* [Prompt]
From the entries below, copy out every line with "player" in it.

Material provided section start

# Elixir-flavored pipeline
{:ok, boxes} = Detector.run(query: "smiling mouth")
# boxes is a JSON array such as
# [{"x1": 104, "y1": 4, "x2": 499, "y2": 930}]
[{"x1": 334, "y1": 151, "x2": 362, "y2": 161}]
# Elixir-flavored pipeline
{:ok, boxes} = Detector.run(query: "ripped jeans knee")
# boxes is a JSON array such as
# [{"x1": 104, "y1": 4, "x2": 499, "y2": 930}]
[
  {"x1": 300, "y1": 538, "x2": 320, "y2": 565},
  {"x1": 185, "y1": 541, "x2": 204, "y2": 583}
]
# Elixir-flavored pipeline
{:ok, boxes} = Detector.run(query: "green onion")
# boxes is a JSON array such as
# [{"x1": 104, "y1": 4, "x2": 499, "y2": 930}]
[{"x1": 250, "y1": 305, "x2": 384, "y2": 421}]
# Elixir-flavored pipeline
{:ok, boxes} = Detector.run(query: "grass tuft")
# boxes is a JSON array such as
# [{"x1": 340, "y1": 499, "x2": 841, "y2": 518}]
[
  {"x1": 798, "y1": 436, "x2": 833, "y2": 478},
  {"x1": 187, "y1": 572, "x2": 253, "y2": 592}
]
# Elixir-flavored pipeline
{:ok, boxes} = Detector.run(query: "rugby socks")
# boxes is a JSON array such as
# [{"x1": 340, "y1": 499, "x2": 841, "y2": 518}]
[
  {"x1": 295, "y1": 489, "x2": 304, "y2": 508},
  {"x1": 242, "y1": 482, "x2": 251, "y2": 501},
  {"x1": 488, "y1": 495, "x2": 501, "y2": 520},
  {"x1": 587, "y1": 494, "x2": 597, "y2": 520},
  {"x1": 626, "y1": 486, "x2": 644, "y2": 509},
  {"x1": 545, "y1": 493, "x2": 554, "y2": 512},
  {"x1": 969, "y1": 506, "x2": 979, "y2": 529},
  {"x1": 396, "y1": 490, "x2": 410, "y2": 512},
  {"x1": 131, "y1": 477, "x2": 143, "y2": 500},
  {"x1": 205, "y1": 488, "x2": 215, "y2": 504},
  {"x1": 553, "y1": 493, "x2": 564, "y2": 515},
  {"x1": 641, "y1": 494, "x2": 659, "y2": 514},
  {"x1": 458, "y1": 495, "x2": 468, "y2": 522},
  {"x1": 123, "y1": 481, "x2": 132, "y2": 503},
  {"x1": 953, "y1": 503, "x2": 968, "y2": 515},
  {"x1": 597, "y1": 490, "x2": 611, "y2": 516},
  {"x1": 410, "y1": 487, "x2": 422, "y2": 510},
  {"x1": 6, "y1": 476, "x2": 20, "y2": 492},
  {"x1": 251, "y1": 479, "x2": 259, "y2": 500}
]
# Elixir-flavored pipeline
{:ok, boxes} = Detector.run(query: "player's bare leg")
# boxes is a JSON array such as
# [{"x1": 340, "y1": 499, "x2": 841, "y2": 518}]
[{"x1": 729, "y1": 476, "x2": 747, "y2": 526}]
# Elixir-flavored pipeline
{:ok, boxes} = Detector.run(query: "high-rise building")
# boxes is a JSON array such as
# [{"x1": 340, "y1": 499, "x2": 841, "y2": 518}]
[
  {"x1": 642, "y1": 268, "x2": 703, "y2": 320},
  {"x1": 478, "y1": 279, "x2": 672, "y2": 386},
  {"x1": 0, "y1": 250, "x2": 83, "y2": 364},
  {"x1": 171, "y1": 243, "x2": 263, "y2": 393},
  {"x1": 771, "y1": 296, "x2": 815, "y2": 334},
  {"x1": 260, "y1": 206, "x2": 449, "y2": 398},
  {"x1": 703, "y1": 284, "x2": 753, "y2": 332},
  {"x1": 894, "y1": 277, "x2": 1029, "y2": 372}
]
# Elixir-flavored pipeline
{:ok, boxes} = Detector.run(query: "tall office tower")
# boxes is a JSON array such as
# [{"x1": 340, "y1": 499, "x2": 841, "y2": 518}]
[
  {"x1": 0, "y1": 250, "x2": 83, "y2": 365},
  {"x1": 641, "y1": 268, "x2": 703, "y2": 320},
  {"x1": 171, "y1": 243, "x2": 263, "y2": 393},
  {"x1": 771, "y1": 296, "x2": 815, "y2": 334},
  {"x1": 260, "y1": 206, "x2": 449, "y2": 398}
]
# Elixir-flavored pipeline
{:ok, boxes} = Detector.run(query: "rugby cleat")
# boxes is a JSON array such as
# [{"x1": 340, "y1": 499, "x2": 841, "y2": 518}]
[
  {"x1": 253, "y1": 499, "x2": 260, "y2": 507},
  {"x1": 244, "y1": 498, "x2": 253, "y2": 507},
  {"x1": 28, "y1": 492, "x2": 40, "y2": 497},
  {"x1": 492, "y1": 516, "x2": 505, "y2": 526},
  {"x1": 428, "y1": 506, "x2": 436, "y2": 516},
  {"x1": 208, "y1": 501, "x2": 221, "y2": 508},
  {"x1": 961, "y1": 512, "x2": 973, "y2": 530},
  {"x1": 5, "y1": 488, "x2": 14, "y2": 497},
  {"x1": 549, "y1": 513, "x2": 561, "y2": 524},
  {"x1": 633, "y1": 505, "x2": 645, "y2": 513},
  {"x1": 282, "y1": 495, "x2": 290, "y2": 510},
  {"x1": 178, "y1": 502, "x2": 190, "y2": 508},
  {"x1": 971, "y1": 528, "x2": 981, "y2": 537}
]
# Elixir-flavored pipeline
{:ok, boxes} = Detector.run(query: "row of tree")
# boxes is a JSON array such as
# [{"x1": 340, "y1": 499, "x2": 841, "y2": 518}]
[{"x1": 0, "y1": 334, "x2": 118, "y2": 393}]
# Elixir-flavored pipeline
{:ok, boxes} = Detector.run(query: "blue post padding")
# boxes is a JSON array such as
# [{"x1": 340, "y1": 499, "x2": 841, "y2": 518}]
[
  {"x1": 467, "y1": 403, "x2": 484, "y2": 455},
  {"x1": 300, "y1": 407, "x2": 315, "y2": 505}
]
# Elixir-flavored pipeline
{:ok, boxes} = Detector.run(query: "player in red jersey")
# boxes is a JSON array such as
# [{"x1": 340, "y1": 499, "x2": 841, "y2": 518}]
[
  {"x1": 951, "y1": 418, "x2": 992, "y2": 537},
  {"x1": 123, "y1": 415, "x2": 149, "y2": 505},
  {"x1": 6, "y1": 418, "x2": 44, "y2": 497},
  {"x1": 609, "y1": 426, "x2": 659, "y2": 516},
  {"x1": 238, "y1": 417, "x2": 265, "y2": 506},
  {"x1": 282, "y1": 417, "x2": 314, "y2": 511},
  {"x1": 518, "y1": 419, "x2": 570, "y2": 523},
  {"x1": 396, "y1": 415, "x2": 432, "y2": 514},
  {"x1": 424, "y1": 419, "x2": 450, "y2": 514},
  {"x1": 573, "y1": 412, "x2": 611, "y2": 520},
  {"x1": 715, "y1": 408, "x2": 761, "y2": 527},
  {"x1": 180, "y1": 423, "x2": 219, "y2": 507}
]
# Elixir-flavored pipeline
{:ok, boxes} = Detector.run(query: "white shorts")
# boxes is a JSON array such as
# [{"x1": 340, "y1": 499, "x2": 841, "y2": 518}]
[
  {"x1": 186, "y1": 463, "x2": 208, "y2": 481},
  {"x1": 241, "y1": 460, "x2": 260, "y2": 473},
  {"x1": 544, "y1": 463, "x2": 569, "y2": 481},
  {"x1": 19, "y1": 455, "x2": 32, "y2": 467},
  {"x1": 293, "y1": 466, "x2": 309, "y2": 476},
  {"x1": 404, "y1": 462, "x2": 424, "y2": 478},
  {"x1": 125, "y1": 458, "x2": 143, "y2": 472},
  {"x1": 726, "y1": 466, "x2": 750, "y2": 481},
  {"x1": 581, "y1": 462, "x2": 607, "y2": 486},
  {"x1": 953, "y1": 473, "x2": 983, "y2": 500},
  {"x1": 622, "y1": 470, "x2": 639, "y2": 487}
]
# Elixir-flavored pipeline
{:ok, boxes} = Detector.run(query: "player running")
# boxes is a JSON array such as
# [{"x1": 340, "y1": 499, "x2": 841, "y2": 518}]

Material provided section end

* [Response below]
{:ok, boxes} = Detector.run(query: "player's bare leg")
{:ok, boxes} = Detector.run(query: "player in red jersey")
{:ok, boxes} = Detector.run(query: "player running")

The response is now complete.